_GIVEN PROBLEM_
Copy every one of the rows below word for word, with nothing changed.

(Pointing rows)
• • •

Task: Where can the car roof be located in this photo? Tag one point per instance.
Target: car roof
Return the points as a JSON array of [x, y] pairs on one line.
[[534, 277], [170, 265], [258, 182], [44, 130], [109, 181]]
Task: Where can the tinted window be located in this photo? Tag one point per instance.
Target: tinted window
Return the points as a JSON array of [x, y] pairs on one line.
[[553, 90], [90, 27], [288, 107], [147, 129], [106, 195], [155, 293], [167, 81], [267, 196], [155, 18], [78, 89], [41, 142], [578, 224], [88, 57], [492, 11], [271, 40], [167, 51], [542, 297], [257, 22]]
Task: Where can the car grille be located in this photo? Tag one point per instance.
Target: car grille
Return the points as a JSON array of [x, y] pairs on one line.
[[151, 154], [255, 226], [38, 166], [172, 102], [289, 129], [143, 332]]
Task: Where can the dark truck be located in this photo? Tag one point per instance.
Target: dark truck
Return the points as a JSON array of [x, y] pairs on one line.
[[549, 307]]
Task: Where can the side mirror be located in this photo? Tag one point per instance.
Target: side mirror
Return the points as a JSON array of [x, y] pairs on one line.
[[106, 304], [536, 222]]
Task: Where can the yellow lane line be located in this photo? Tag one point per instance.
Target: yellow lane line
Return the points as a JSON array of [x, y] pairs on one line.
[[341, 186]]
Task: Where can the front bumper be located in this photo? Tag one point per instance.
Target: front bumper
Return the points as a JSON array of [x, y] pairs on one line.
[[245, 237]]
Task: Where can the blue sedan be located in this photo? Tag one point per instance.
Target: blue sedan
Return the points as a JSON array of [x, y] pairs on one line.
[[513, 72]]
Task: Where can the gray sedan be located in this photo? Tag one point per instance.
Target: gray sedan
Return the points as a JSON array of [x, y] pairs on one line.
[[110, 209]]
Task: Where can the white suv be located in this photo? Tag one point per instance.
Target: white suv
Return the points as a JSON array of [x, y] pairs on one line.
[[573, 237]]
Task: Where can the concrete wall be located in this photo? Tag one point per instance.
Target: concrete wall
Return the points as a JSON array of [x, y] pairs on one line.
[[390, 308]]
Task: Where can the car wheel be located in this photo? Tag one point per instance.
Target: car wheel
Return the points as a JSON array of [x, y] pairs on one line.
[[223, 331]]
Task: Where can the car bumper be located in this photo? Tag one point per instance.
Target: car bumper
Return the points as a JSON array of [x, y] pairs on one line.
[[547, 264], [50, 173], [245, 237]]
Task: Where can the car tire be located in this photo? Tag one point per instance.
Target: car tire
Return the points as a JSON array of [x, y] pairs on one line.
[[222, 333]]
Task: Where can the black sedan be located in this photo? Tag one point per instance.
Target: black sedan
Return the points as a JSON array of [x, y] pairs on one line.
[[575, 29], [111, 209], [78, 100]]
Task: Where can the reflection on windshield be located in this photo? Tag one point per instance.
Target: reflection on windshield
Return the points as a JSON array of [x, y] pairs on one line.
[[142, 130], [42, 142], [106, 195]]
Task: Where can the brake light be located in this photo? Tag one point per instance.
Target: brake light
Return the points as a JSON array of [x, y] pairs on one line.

• • •

_WRITTEN RESPONSE_
Task: Where can the car roof be located in this photo? Tag one point per instance.
Target: car roof
Return the points as a JSON array of [x, y] pairs on one line.
[[534, 277], [170, 265], [258, 182], [44, 130], [109, 181]]
Task: Where can the tinted window be located in this photo? Tag one point per instance.
Target: tinted window
Return the points as a JSON array of [x, y] pairs on one line.
[[553, 90], [90, 27], [288, 107], [147, 129], [106, 195], [155, 293], [167, 81], [267, 196], [155, 18], [78, 89], [41, 142], [578, 224], [88, 57], [492, 11], [271, 40], [167, 51], [542, 297], [257, 22]]
Task: Where can the car grille be located in this photo? Tag one point per instance.
Target: car grille
Return the points as a JSON array of [x, y] pairs on one line.
[[151, 154], [255, 226], [38, 166], [172, 102], [289, 129], [143, 332]]
Task: Where can the dark truck be located in this photo? Tag one point per instance.
Target: dark truck
Return the points as a JSON array of [x, y] pairs on one line.
[[549, 307]]
Task: Where can the side mirror be located in this photo? Tag one point per instance.
Target: side mirror
Return the points as a JSON array of [x, y] pairs on one line.
[[106, 304], [536, 222]]
Task: Where can the yellow lane line be located in this photo? Tag one point per instance.
Target: yellow lane line
Return the points as a JSON array of [x, y] pairs on one line.
[[341, 186]]
Task: Where can the front bumper be located in this photo? Tag one point per instance.
Target: front bumper
Return the points as a JSON array of [x, y] pairs on one line.
[[245, 237]]
Task: Where can the blue sedan be located in this photo? Tag one point per instance.
Target: blue sedan
Return the points as a JSON array of [x, y] pairs on one line.
[[513, 72]]
Task: Where can the gray sedan be located in this photo? Tag one point per instance.
Target: gray sedan
Return the points as a JSON array of [x, y] pairs on one line.
[[110, 209]]
Task: Where can the white suv be located in this photo? Tag one point per instance.
Target: white suv
Return the points as a JSON array of [x, y] pairs on one line.
[[573, 237]]
Task: Where can the concrete wall be located in this photo? Tag one point per instance.
Target: concrete wall
Return the points as a JSON array of [x, y] pairs on one line.
[[390, 308]]
Task: Where can the car wheel be located in this photo? Tag one point per instance.
Target: car wheel
Return the points as a JSON array of [x, y] pairs on one line.
[[223, 331]]
Task: Where can the car bumper be located in this photo? Tag one point per instance.
Target: car bumper
Return the points as a JSON array of [x, y] pairs on one line.
[[547, 264], [50, 173], [245, 237]]
Task: Where can the car tire be located in this photo? Tag one point per instance.
Target: car tire
Return the points as a JSON array of [x, y] pairs on one line.
[[222, 333]]
Task: Where can the black sedan be located in this photo? Tag one point per instance.
Target: black sedan
Return the points as a JSON array of [x, y] pairs on one line.
[[575, 29], [111, 209], [78, 100]]
Task: Where can the reflection on windshield be located in this photo? Tag one point per instance.
Target: reflection on windshield
Return the points as a JSON array of [x, y] pairs on one line.
[[142, 130], [42, 142], [106, 195]]
Task: Where can the brake light be located in this photo? Tag one point per instance.
Target: brake light
Return the points as a JSON array of [x, y] pairs on one line.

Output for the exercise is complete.